• GIVEN ENTRIES

__________

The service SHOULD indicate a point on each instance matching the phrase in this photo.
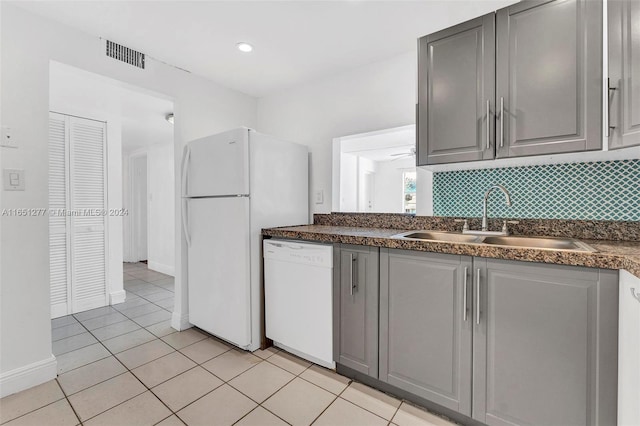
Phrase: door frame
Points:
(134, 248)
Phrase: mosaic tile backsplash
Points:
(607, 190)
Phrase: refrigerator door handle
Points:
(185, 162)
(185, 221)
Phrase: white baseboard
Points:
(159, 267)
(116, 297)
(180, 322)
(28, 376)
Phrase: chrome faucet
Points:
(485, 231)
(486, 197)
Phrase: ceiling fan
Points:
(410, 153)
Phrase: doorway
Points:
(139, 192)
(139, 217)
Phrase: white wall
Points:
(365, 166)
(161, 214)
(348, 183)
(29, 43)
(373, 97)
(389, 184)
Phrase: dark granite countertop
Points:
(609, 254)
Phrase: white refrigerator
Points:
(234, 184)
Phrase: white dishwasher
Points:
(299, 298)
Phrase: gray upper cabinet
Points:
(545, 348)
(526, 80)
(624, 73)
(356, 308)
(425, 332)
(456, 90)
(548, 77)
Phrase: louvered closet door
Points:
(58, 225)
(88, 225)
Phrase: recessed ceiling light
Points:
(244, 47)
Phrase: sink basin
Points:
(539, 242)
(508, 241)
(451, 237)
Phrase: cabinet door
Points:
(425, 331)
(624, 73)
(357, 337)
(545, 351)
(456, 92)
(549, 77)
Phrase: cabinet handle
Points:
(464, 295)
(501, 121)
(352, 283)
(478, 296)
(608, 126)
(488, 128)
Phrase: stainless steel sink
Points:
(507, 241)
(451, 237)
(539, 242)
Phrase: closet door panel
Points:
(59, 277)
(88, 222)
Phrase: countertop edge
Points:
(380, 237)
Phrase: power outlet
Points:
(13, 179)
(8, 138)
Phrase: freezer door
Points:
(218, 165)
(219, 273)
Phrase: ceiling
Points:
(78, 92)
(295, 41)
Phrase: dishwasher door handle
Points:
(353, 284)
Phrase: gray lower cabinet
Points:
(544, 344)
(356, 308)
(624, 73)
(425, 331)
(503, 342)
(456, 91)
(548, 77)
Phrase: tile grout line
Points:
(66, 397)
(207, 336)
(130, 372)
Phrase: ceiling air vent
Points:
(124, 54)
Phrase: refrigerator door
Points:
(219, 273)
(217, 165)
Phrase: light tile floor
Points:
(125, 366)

__________

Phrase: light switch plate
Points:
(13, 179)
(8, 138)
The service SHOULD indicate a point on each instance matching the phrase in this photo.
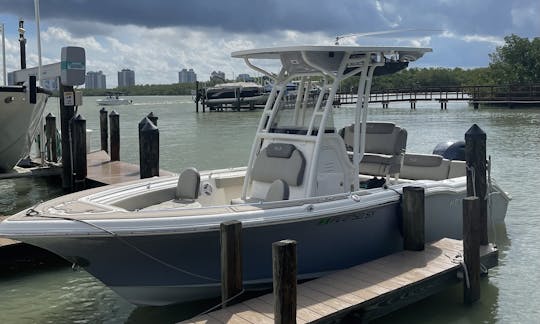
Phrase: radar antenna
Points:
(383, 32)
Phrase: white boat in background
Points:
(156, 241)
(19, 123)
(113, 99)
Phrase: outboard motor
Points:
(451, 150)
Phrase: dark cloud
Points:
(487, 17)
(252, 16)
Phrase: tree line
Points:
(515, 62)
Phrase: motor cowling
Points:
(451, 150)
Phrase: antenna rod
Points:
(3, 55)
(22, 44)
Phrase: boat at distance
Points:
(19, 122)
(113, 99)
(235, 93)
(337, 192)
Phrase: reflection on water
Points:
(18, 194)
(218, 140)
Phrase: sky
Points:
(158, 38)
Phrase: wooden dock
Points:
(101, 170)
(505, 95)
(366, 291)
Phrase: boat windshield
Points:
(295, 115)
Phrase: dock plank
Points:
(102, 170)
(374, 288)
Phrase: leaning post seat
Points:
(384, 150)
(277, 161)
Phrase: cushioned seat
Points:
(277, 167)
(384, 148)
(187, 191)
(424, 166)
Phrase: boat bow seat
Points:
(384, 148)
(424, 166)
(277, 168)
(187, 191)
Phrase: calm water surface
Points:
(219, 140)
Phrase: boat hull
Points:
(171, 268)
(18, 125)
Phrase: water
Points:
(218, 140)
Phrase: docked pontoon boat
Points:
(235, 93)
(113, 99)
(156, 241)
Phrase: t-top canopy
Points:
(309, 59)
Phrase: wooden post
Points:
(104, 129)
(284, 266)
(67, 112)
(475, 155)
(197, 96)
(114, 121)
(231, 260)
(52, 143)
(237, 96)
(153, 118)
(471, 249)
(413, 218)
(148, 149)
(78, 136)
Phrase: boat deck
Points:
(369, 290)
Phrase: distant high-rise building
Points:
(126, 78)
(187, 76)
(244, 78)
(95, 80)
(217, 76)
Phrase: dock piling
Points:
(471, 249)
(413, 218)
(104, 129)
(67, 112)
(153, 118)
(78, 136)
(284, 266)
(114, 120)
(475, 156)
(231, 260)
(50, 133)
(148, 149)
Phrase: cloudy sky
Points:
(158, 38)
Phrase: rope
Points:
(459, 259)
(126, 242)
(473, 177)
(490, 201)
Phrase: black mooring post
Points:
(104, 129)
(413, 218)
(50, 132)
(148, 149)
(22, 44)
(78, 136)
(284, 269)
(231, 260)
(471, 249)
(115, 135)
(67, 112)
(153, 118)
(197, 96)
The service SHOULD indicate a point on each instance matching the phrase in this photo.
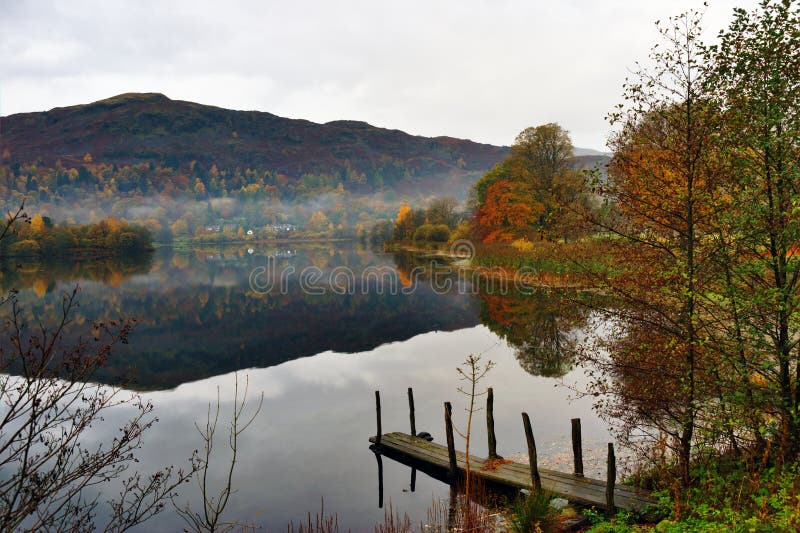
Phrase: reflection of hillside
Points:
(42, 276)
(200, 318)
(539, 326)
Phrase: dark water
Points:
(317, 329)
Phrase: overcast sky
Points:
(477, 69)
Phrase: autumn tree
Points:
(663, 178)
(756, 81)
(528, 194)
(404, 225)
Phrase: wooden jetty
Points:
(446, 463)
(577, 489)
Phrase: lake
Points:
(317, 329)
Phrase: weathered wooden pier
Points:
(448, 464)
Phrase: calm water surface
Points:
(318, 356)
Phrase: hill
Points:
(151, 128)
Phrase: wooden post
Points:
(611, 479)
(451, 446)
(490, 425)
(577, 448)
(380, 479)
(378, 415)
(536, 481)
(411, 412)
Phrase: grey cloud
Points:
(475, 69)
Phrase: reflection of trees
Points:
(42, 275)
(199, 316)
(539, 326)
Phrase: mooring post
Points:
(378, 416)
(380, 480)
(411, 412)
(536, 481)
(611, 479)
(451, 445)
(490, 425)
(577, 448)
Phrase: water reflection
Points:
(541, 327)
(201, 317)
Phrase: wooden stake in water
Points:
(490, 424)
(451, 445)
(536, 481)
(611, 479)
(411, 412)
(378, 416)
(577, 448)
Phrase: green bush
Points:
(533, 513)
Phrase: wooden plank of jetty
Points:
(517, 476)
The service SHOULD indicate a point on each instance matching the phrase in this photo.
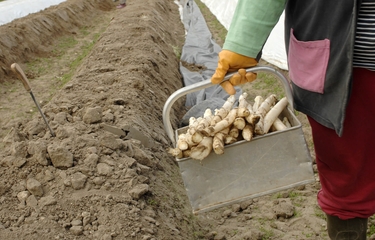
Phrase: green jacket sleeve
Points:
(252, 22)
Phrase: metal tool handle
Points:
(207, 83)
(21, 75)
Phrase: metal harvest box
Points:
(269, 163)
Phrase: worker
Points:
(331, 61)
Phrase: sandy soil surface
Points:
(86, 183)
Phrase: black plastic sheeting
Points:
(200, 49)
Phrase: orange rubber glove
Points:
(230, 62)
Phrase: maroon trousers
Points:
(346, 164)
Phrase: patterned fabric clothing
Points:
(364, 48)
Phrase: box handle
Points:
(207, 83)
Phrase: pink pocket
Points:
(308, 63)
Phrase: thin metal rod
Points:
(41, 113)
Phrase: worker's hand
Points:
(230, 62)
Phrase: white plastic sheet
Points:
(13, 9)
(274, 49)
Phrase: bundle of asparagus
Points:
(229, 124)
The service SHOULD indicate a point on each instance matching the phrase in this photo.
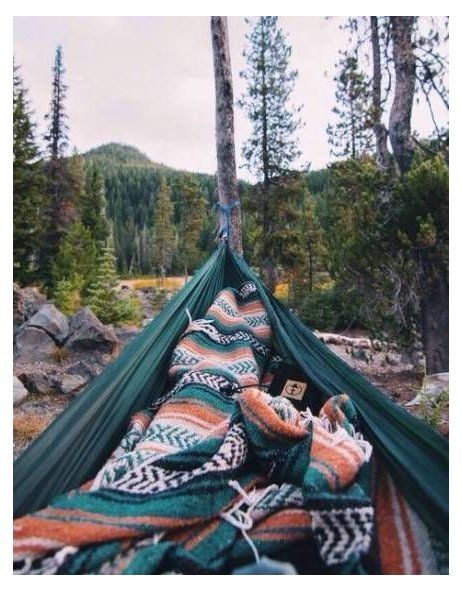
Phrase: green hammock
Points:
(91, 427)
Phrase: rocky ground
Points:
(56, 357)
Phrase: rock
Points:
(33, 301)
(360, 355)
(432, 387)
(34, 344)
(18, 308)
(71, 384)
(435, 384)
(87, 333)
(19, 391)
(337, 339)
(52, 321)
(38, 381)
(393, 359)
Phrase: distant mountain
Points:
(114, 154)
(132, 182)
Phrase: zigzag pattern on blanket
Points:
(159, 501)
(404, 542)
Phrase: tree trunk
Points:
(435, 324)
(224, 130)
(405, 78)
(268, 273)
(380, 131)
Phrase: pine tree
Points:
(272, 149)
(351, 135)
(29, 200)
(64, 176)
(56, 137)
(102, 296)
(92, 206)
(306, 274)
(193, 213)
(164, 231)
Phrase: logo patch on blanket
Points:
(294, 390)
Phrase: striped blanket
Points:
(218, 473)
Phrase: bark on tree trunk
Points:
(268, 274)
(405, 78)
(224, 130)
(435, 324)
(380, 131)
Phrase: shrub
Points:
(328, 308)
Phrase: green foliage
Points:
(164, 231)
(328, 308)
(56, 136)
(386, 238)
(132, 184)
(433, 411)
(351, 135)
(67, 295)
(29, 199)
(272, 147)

__________

• PROBLEM STATEMENT
Copy out every line of the data that includes "cabinet".

• ANSWER BOX
Phrase: gray upper cabinet
Phrase: cabinet door
Phrase: cabinet handle
Phrase: gray lower cabinet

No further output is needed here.